Stored records:
________
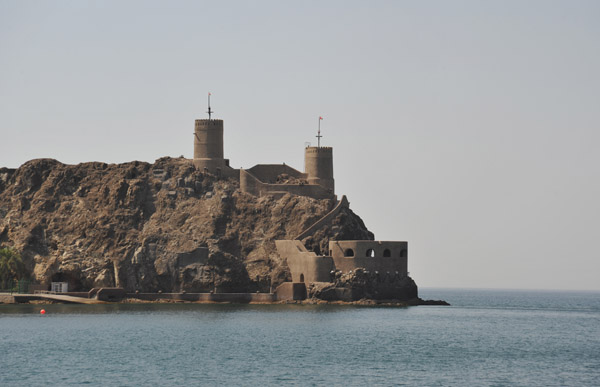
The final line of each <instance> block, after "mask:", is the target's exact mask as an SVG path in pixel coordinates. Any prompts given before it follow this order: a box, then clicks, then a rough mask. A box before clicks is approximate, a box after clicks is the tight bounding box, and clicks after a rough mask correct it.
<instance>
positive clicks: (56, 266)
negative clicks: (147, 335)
mask: <svg viewBox="0 0 600 387" xmlns="http://www.w3.org/2000/svg"><path fill="white" fill-rule="evenodd" d="M334 205H335V201H334V200H333V199H321V200H319V199H313V198H310V197H304V196H296V195H290V194H286V195H284V196H282V197H279V198H274V197H272V196H265V197H256V196H253V195H250V194H247V193H244V192H241V191H240V189H239V183H238V182H237V181H236V180H235V179H227V178H219V177H217V176H214V175H211V174H209V173H203V172H200V171H198V170H196V169H195V168H194V166H193V165H192V164H191V163H190V161H189V160H187V159H184V158H169V157H165V158H161V159H158V160H156V162H154V163H145V162H139V161H134V162H130V163H124V164H106V163H100V162H90V163H83V164H78V165H66V164H63V163H60V162H59V161H56V160H52V159H38V160H32V161H29V162H27V163H25V164H24V165H22V166H21V167H19V168H17V169H8V168H0V245H2V246H10V247H11V248H14V249H15V250H17V251H19V252H20V253H21V256H22V257H23V260H24V262H25V265H26V267H27V268H28V270H29V271H30V273H31V280H32V282H33V283H39V284H49V283H50V282H53V281H57V282H68V283H69V291H87V290H89V289H92V288H100V287H121V288H123V289H125V291H127V292H130V293H133V292H136V291H138V292H165V293H167V292H168V293H176V292H194V293H201V292H210V291H215V292H219V293H255V292H261V293H268V292H270V291H272V290H273V289H275V288H276V287H277V286H278V285H280V284H281V283H283V282H287V281H290V280H291V276H290V273H289V269H288V267H287V263H286V262H285V260H282V259H281V258H280V257H279V255H278V254H277V251H276V248H275V243H274V241H275V240H277V239H293V238H294V237H295V236H297V235H299V234H300V233H301V232H302V231H303V230H305V229H306V228H307V227H309V226H310V225H312V224H313V223H314V222H315V221H316V220H318V219H320V218H321V217H323V216H324V215H325V214H327V213H328V212H329V211H330V210H331V209H332V208H333V206H334ZM373 239H374V236H373V233H371V232H370V231H369V230H368V229H367V228H366V226H365V224H364V223H363V221H362V220H361V219H360V217H359V216H358V215H356V214H355V213H354V212H353V211H352V210H350V209H349V208H344V209H342V211H340V213H339V214H337V216H336V217H335V219H333V221H332V222H330V223H328V224H326V225H324V226H323V227H322V228H320V229H319V230H317V231H316V232H314V233H313V234H312V235H311V236H309V237H307V238H305V239H304V240H303V241H302V242H303V243H304V245H305V246H306V247H307V248H308V249H311V250H313V251H327V246H328V243H329V241H330V240H373ZM206 252H207V253H206ZM364 276H365V275H364V274H361V272H360V271H357V272H355V273H353V275H352V276H344V277H343V278H338V279H336V280H335V281H334V285H333V286H329V287H327V288H319V287H314V286H313V287H311V288H310V289H309V294H308V297H309V299H315V300H316V299H318V300H323V301H337V300H339V299H340V297H336V296H335V295H336V294H342V295H344V294H345V295H346V296H347V297H346V296H345V298H344V297H341V299H342V300H345V301H357V302H359V301H358V300H362V299H382V298H390V297H389V296H388V295H387V293H389V294H392V295H397V296H394V298H396V297H398V298H401V299H412V298H414V297H416V295H417V287H416V284H415V283H414V281H413V280H412V279H411V278H410V277H407V278H406V279H403V281H405V282H402V283H400V282H396V283H394V284H387V285H382V286H381V287H378V288H373V287H372V286H370V285H369V283H368V281H367V282H365V279H364ZM386 286H387V288H386ZM386 289H387V290H386ZM344 292H345V293H344ZM386 292H387V293H386ZM307 302H308V301H307Z"/></svg>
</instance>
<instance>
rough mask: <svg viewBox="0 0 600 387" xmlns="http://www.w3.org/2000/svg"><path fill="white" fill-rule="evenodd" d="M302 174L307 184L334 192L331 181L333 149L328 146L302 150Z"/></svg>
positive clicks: (332, 171)
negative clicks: (305, 179)
mask: <svg viewBox="0 0 600 387" xmlns="http://www.w3.org/2000/svg"><path fill="white" fill-rule="evenodd" d="M304 173H306V174H307V175H308V183H309V184H318V185H320V186H322V187H324V188H326V189H329V190H331V193H332V194H333V193H334V192H335V184H334V180H333V148H332V147H328V146H308V147H306V149H305V150H304Z"/></svg>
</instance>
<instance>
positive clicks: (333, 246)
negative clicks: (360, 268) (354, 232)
mask: <svg viewBox="0 0 600 387" xmlns="http://www.w3.org/2000/svg"><path fill="white" fill-rule="evenodd" d="M371 252H372V253H371ZM329 254H330V255H331V256H332V258H333V261H334V264H335V268H336V270H341V271H342V272H344V273H347V272H348V271H350V270H355V269H357V268H359V267H362V268H364V269H366V270H369V271H379V272H382V273H386V272H390V273H393V274H395V272H398V274H400V275H406V274H407V273H408V243H407V242H395V241H394V242H391V241H331V242H329Z"/></svg>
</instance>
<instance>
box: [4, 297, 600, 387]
mask: <svg viewBox="0 0 600 387" xmlns="http://www.w3.org/2000/svg"><path fill="white" fill-rule="evenodd" d="M420 295H421V297H423V298H433V299H445V300H447V301H449V302H450V303H452V304H453V306H451V307H441V306H419V307H411V308H396V307H351V306H300V305H194V304H138V305H124V304H122V305H108V306H104V305H101V306H99V305H44V306H43V308H44V309H46V310H47V314H46V315H45V316H41V315H39V310H40V309H41V308H42V306H39V305H14V306H13V305H0V385H6V386H16V385H19V386H20V385H70V384H77V385H79V384H92V385H118V386H129V385H184V384H187V385H190V384H193V385H223V384H227V385H277V384H296V385H326V384H327V385H427V386H442V385H443V386H446V385H465V384H468V385H490V386H504V385H528V386H574V385H588V386H600V293H599V292H531V291H498V290H447V289H421V291H420Z"/></svg>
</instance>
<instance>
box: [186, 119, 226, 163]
mask: <svg viewBox="0 0 600 387" xmlns="http://www.w3.org/2000/svg"><path fill="white" fill-rule="evenodd" d="M194 165H195V166H196V168H198V169H200V170H204V169H207V170H208V171H209V172H211V173H217V172H219V171H222V170H224V169H225V168H228V167H229V160H227V159H225V158H223V120H213V119H208V120H196V122H195V125H194Z"/></svg>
________
Directive.
Rewrite the records above, changing "negative clicks" to "background clicks" wherever it occurs and keeping everything else the same. Leave out the pictures.

Exercise response.
The final line of each <instance> block, after "mask:", is the target's exact mask as an SVG path in pixel coordinates. Any prompts given before it follow this order: a box, then clicks, then a rough mask. A box before clicks is approximate, a box after clicks is the tight bounding box, and clicks after a rough mask correct it.
<instance>
positive clicks: (56, 266)
background clicks: (147, 335)
mask: <svg viewBox="0 0 600 387" xmlns="http://www.w3.org/2000/svg"><path fill="white" fill-rule="evenodd" d="M334 205H335V201H334V200H333V199H321V200H319V199H313V198H310V197H304V196H296V195H290V194H286V195H284V196H282V197H279V198H274V197H272V196H265V197H256V196H253V195H250V194H247V193H244V192H241V191H240V189H239V183H238V182H237V181H236V180H235V179H227V178H219V177H217V176H214V175H211V174H209V173H203V172H200V171H198V170H196V169H195V168H194V166H193V165H192V164H191V163H190V161H189V160H187V159H184V158H169V157H165V158H161V159H158V160H156V162H154V163H145V162H139V161H134V162H130V163H124V164H106V163H100V162H90V163H83V164H78V165H66V164H63V163H60V162H59V161H56V160H52V159H38V160H32V161H29V162H27V163H25V164H24V165H22V166H21V167H19V168H17V169H8V168H0V245H2V246H10V247H11V248H14V249H15V250H17V251H19V252H20V253H21V256H22V257H23V260H24V262H25V265H26V267H27V268H28V270H29V271H30V273H31V280H32V282H33V283H39V284H49V283H50V282H53V281H57V282H68V283H69V291H87V290H89V289H92V288H100V287H121V288H123V289H125V291H127V292H130V293H133V292H136V291H138V292H165V293H167V292H168V293H176V292H194V293H201V292H210V291H215V292H219V293H255V292H261V293H268V292H270V291H272V290H273V289H275V288H276V287H277V286H278V285H280V284H281V283H283V282H287V281H290V280H291V276H290V273H289V269H288V267H287V263H286V262H285V260H282V259H281V258H280V257H279V255H278V254H277V251H276V248H275V243H274V241H275V240H277V239H293V238H294V237H295V236H297V235H299V234H300V233H301V232H302V231H303V230H305V229H306V228H307V227H309V226H310V225H312V224H313V223H314V222H315V221H316V220H318V219H320V218H321V217H323V216H324V215H325V214H327V213H328V212H329V211H330V210H331V209H332V208H333V206H334ZM373 239H374V236H373V233H371V232H370V231H369V230H368V229H367V228H366V226H365V224H364V223H363V221H362V220H361V219H360V217H359V216H358V215H356V214H355V213H354V212H353V211H352V210H350V209H349V208H344V209H342V211H340V213H339V214H337V216H336V217H335V219H333V221H332V222H330V223H328V224H326V225H324V226H323V227H322V228H320V229H319V230H317V231H316V232H314V233H313V234H312V235H311V236H309V237H307V238H305V239H304V240H303V241H302V242H303V243H304V245H305V246H306V247H307V248H308V249H311V250H313V251H327V246H328V243H329V241H330V240H373ZM206 252H207V253H206ZM364 276H365V275H364V274H361V272H360V271H357V272H355V273H353V275H352V276H344V277H343V278H338V279H336V280H335V281H334V285H333V286H329V287H327V288H319V287H314V286H313V287H311V288H310V289H309V294H308V297H309V299H315V300H316V299H318V300H323V301H337V300H339V299H340V297H336V296H335V295H336V294H342V295H344V294H345V295H346V296H347V297H346V296H345V298H344V297H341V299H342V300H345V301H357V302H359V301H358V300H362V299H382V298H390V297H389V296H388V295H387V293H389V294H392V295H397V296H394V298H396V297H398V298H401V299H412V298H414V297H416V295H417V287H416V284H415V283H414V281H413V280H412V279H411V278H410V277H407V278H406V279H403V281H405V282H402V283H400V282H396V283H394V284H387V285H382V286H381V287H378V288H373V287H372V286H370V285H369V283H368V281H367V282H365V279H364ZM386 286H387V288H386ZM386 289H387V290H386ZM344 292H345V293H344ZM386 292H387V293H386ZM307 302H308V301H307Z"/></svg>
</instance>
<instance>
rough mask: <svg viewBox="0 0 600 387" xmlns="http://www.w3.org/2000/svg"><path fill="white" fill-rule="evenodd" d="M302 174L307 184L334 192L331 181L333 149L328 146L302 150Z"/></svg>
positive clicks: (332, 171)
background clicks: (305, 179)
mask: <svg viewBox="0 0 600 387" xmlns="http://www.w3.org/2000/svg"><path fill="white" fill-rule="evenodd" d="M304 173H306V174H307V175H308V183H309V184H318V185H320V186H322V187H324V188H326V189H329V190H331V193H332V194H333V193H334V192H335V184H334V180H333V148H332V147H328V146H308V147H306V149H305V150H304Z"/></svg>
</instance>
<instance>
positive clicks: (333, 246)
background clicks: (360, 268) (354, 232)
mask: <svg viewBox="0 0 600 387" xmlns="http://www.w3.org/2000/svg"><path fill="white" fill-rule="evenodd" d="M371 252H372V253H371ZM329 254H330V255H331V256H332V258H333V261H334V264H335V268H336V270H341V271H342V272H344V273H347V272H348V271H350V270H355V269H357V268H359V267H362V268H364V269H366V270H369V271H379V272H382V273H386V272H390V273H393V274H395V272H398V274H400V275H406V274H407V273H408V243H407V242H395V241H394V242H391V241H331V242H329Z"/></svg>
</instance>
<instance>
box: [4, 297, 600, 387]
mask: <svg viewBox="0 0 600 387" xmlns="http://www.w3.org/2000/svg"><path fill="white" fill-rule="evenodd" d="M420 295H421V297H423V298H433V299H445V300H447V301H449V302H450V303H452V304H453V306H451V307H441V306H419V307H411V308H396V307H351V306H300V305H194V304H138V305H124V304H122V305H108V306H104V305H101V306H99V305H44V306H43V308H44V309H46V310H47V314H46V315H45V316H41V315H39V310H40V309H41V308H42V306H39V305H14V306H13V305H0V385H6V386H16V385H19V386H20V385H70V384H77V385H79V384H92V385H118V386H129V385H184V384H187V385H190V384H193V385H223V384H227V385H277V384H296V385H326V384H327V385H427V386H442V385H443V386H446V385H465V384H468V385H490V386H504V385H528V386H574V385H588V386H600V293H599V292H531V291H498V290H447V289H421V291H420Z"/></svg>
</instance>
<instance>
box: [186, 119, 226, 163]
mask: <svg viewBox="0 0 600 387" xmlns="http://www.w3.org/2000/svg"><path fill="white" fill-rule="evenodd" d="M194 165H195V166H196V168H198V169H200V170H204V169H207V170H208V171H209V172H211V173H217V172H219V171H222V170H224V169H225V168H228V167H229V160H227V159H225V158H223V120H213V119H208V120H196V122H195V125H194Z"/></svg>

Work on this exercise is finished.